■ Work to do
How many lines in the listing below contain the word "cloud"? Reply with the number only.
-- Dataset entries start --
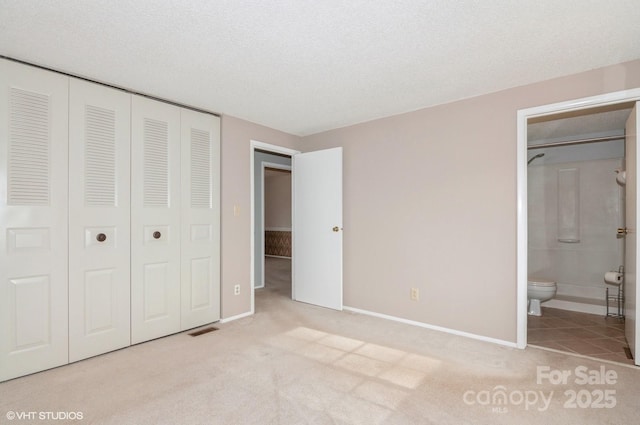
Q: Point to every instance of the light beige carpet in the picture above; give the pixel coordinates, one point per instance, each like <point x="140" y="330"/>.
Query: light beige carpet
<point x="293" y="363"/>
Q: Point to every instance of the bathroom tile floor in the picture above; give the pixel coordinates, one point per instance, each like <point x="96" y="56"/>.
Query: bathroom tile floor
<point x="581" y="333"/>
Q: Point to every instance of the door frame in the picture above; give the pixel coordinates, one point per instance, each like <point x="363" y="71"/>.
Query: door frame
<point x="276" y="166"/>
<point x="522" y="259"/>
<point x="258" y="145"/>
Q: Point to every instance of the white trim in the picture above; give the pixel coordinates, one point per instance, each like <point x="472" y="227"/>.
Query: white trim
<point x="253" y="145"/>
<point x="432" y="327"/>
<point x="582" y="356"/>
<point x="599" y="310"/>
<point x="236" y="317"/>
<point x="522" y="253"/>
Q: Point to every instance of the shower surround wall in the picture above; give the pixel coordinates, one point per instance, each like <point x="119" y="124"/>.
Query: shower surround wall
<point x="579" y="267"/>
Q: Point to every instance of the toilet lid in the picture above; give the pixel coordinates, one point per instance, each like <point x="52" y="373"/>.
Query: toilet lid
<point x="540" y="282"/>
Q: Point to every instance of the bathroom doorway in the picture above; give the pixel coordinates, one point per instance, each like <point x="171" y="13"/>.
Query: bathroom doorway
<point x="579" y="145"/>
<point x="575" y="206"/>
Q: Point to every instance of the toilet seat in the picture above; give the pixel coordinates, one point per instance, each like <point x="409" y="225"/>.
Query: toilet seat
<point x="540" y="282"/>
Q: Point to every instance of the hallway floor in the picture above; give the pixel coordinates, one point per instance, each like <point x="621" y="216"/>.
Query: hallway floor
<point x="587" y="334"/>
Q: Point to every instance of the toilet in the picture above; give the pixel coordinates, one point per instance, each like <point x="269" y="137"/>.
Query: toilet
<point x="539" y="290"/>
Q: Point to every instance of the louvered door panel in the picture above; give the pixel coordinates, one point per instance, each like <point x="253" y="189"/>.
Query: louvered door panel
<point x="99" y="199"/>
<point x="155" y="219"/>
<point x="33" y="219"/>
<point x="200" y="217"/>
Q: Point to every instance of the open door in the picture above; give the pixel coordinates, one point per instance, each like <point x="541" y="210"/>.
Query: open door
<point x="317" y="228"/>
<point x="631" y="240"/>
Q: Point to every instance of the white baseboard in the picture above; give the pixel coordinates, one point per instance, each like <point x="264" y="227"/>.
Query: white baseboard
<point x="236" y="317"/>
<point x="576" y="306"/>
<point x="433" y="327"/>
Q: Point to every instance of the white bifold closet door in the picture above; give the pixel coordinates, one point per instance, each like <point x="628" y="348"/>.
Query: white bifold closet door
<point x="155" y="219"/>
<point x="33" y="219"/>
<point x="200" y="250"/>
<point x="99" y="302"/>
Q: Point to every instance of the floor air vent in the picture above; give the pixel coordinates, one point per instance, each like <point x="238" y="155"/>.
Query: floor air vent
<point x="203" y="331"/>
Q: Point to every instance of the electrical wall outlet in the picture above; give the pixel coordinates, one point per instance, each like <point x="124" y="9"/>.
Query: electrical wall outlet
<point x="414" y="294"/>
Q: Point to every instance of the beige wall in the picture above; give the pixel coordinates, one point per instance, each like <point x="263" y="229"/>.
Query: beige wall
<point x="235" y="230"/>
<point x="277" y="200"/>
<point x="430" y="203"/>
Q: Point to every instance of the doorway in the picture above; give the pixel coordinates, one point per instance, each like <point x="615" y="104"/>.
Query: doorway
<point x="525" y="117"/>
<point x="575" y="206"/>
<point x="263" y="157"/>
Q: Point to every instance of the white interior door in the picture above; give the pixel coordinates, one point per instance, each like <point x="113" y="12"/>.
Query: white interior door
<point x="33" y="219"/>
<point x="317" y="232"/>
<point x="155" y="219"/>
<point x="632" y="330"/>
<point x="200" y="217"/>
<point x="99" y="245"/>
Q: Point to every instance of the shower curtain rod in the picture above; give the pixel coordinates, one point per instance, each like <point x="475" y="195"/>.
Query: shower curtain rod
<point x="575" y="142"/>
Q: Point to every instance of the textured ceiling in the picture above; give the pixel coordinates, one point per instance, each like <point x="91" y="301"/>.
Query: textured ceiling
<point x="309" y="66"/>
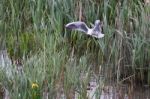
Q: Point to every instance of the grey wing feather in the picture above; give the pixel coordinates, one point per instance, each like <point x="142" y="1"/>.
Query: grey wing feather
<point x="81" y="26"/>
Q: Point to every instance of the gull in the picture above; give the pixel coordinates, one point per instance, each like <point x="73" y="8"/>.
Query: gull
<point x="96" y="31"/>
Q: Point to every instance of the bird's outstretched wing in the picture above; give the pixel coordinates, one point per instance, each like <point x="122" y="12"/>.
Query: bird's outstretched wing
<point x="81" y="26"/>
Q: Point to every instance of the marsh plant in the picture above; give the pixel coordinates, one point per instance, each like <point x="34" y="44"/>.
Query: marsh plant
<point x="33" y="33"/>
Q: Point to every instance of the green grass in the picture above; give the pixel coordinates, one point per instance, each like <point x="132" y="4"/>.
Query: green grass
<point x="33" y="31"/>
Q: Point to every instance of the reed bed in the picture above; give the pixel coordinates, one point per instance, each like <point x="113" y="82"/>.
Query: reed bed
<point x="48" y="60"/>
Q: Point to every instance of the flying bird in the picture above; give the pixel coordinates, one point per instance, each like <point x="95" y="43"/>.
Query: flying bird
<point x="96" y="31"/>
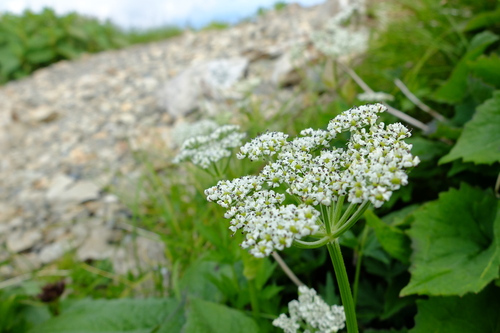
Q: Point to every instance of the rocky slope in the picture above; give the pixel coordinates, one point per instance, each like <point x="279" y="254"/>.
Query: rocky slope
<point x="68" y="131"/>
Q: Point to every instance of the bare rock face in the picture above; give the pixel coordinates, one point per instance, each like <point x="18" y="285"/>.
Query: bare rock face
<point x="182" y="93"/>
<point x="68" y="131"/>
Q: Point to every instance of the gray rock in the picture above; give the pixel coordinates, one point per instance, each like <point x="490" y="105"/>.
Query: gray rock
<point x="64" y="190"/>
<point x="181" y="94"/>
<point x="20" y="240"/>
<point x="96" y="246"/>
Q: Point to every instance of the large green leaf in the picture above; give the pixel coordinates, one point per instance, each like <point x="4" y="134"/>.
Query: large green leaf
<point x="483" y="20"/>
<point x="111" y="316"/>
<point x="480" y="139"/>
<point x="456" y="243"/>
<point x="471" y="313"/>
<point x="393" y="240"/>
<point x="487" y="69"/>
<point x="208" y="317"/>
<point x="453" y="90"/>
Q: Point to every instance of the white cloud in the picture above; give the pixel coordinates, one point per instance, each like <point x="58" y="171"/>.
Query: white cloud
<point x="151" y="13"/>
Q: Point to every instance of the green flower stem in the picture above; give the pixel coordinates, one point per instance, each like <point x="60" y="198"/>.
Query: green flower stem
<point x="361" y="248"/>
<point x="346" y="215"/>
<point x="312" y="245"/>
<point x="354" y="218"/>
<point x="253" y="298"/>
<point x="344" y="287"/>
<point x="338" y="209"/>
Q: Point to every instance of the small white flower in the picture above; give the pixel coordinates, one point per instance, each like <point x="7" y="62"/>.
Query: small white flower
<point x="266" y="144"/>
<point x="369" y="168"/>
<point x="377" y="96"/>
<point x="313" y="311"/>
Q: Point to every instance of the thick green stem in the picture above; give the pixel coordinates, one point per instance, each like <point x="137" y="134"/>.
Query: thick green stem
<point x="311" y="245"/>
<point x="354" y="218"/>
<point x="344" y="287"/>
<point x="253" y="298"/>
<point x="361" y="248"/>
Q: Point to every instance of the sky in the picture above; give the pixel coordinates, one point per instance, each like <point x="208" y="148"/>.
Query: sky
<point x="145" y="14"/>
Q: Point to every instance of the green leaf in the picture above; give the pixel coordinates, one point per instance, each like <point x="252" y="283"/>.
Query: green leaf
<point x="393" y="240"/>
<point x="456" y="243"/>
<point x="483" y="20"/>
<point x="196" y="283"/>
<point x="40" y="56"/>
<point x="111" y="316"/>
<point x="425" y="149"/>
<point x="471" y="313"/>
<point x="479" y="90"/>
<point x="453" y="90"/>
<point x="480" y="139"/>
<point x="208" y="317"/>
<point x="8" y="62"/>
<point x="487" y="69"/>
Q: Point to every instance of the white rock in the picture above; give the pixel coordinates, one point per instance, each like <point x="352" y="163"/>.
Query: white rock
<point x="181" y="94"/>
<point x="96" y="247"/>
<point x="54" y="251"/>
<point x="19" y="241"/>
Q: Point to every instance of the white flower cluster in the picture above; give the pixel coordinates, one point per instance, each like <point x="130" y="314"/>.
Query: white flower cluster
<point x="203" y="150"/>
<point x="314" y="312"/>
<point x="337" y="39"/>
<point x="369" y="168"/>
<point x="377" y="96"/>
<point x="267" y="224"/>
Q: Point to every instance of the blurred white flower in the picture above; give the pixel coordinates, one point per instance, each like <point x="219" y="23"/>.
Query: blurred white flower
<point x="314" y="312"/>
<point x="338" y="38"/>
<point x="203" y="150"/>
<point x="376" y="96"/>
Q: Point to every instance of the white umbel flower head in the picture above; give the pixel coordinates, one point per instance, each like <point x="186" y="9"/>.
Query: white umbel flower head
<point x="314" y="312"/>
<point x="204" y="150"/>
<point x="311" y="170"/>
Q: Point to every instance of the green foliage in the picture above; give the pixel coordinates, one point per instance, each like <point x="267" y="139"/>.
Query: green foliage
<point x="208" y="317"/>
<point x="393" y="240"/>
<point x="471" y="313"/>
<point x="480" y="139"/>
<point x="120" y="315"/>
<point x="32" y="41"/>
<point x="456" y="243"/>
<point x="453" y="90"/>
<point x="138" y="36"/>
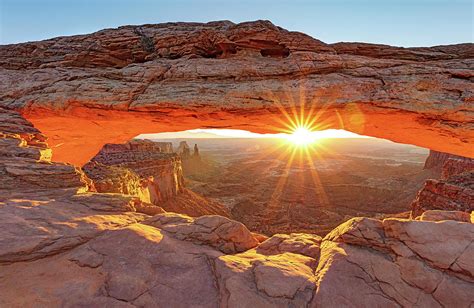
-- Dataset entries end --
■ The answer
2